*THE REQUEST*. Starting with the line that contains "[point] at the window", reproduce each line through the end of the entries exactly as written.

*SUPPLIED MATERIAL*.
_ _ _

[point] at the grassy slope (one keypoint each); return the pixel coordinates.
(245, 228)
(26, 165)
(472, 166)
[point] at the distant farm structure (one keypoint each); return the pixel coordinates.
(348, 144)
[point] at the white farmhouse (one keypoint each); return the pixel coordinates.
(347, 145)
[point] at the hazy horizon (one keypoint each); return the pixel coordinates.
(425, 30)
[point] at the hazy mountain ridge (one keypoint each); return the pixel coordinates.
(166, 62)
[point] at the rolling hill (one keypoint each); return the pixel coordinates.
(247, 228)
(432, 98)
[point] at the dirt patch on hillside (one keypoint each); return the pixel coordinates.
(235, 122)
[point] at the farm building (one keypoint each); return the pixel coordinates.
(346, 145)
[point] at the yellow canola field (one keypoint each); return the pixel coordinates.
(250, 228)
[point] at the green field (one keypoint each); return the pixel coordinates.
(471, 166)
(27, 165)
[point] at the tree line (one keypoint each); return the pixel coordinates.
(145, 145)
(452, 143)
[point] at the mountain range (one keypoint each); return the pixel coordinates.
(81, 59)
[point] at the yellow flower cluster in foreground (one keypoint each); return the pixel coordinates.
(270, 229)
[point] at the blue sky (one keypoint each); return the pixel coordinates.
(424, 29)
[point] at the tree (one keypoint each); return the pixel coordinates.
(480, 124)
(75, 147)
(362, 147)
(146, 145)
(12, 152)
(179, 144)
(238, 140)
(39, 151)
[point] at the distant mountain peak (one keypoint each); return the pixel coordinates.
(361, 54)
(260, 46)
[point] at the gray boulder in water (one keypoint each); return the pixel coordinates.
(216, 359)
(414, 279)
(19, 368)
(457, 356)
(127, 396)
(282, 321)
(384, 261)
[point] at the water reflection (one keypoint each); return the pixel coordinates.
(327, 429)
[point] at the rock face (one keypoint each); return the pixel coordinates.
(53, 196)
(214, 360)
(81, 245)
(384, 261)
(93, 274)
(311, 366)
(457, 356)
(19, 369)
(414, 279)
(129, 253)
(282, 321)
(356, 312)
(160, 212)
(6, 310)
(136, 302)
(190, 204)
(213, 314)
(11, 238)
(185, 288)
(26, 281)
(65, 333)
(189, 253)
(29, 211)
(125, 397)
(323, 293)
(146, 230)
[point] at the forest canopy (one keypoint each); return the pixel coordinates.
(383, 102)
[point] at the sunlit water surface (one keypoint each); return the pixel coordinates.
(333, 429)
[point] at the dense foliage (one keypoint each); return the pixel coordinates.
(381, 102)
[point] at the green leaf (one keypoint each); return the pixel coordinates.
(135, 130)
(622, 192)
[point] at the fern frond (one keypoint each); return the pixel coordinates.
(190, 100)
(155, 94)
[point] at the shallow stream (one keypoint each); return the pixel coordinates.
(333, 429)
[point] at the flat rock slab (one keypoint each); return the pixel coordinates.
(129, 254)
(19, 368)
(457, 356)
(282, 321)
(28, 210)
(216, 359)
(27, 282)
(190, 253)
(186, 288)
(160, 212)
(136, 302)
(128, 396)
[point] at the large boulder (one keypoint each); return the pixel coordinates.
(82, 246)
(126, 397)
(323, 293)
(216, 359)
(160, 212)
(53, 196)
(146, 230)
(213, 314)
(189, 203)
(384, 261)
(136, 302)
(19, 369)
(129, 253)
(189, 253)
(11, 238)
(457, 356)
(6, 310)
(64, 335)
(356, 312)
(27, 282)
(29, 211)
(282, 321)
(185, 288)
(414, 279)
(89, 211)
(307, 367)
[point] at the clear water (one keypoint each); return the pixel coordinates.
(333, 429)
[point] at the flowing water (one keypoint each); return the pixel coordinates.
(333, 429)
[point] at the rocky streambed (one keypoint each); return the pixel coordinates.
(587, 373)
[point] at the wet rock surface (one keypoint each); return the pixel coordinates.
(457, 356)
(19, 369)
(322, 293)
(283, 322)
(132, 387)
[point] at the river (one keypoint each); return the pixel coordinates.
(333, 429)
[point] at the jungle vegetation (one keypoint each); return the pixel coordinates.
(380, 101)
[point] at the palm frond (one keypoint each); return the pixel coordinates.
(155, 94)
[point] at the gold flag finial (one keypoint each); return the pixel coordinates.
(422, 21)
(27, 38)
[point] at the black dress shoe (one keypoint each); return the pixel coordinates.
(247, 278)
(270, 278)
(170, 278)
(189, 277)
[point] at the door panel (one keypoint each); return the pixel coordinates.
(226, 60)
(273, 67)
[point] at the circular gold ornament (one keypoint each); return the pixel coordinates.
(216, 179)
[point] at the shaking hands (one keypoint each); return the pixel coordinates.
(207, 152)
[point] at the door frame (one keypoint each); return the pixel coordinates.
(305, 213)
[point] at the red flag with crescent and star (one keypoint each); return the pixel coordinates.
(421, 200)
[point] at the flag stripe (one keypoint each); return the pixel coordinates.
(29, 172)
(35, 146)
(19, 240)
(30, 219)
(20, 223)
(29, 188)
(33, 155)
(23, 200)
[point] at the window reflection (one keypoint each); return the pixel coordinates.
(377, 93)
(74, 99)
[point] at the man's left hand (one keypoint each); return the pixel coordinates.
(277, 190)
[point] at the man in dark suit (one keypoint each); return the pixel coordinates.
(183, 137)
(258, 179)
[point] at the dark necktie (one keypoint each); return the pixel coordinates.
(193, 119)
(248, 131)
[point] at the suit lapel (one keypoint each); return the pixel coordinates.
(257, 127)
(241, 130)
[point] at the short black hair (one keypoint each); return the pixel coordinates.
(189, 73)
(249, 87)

_ _ _

*EXERCISE SOLUTION*.
[point] at the window reflection (one keypoint each); return the pixel coordinates.
(377, 93)
(74, 99)
[point] at the man's left hand (one keypoint each); return the pixel coordinates.
(277, 190)
[point] at the man in dark suit (one keypoint each); return the pixel coordinates.
(183, 137)
(258, 179)
[point] at the dark necktie (one keypoint each); return the pixel coordinates.
(193, 119)
(248, 131)
[point] at the suit lapel (one keypoint each); return the pixel coordinates.
(257, 127)
(241, 130)
[point] at the short black hair (one keypoint each); return the pixel coordinates.
(189, 73)
(249, 87)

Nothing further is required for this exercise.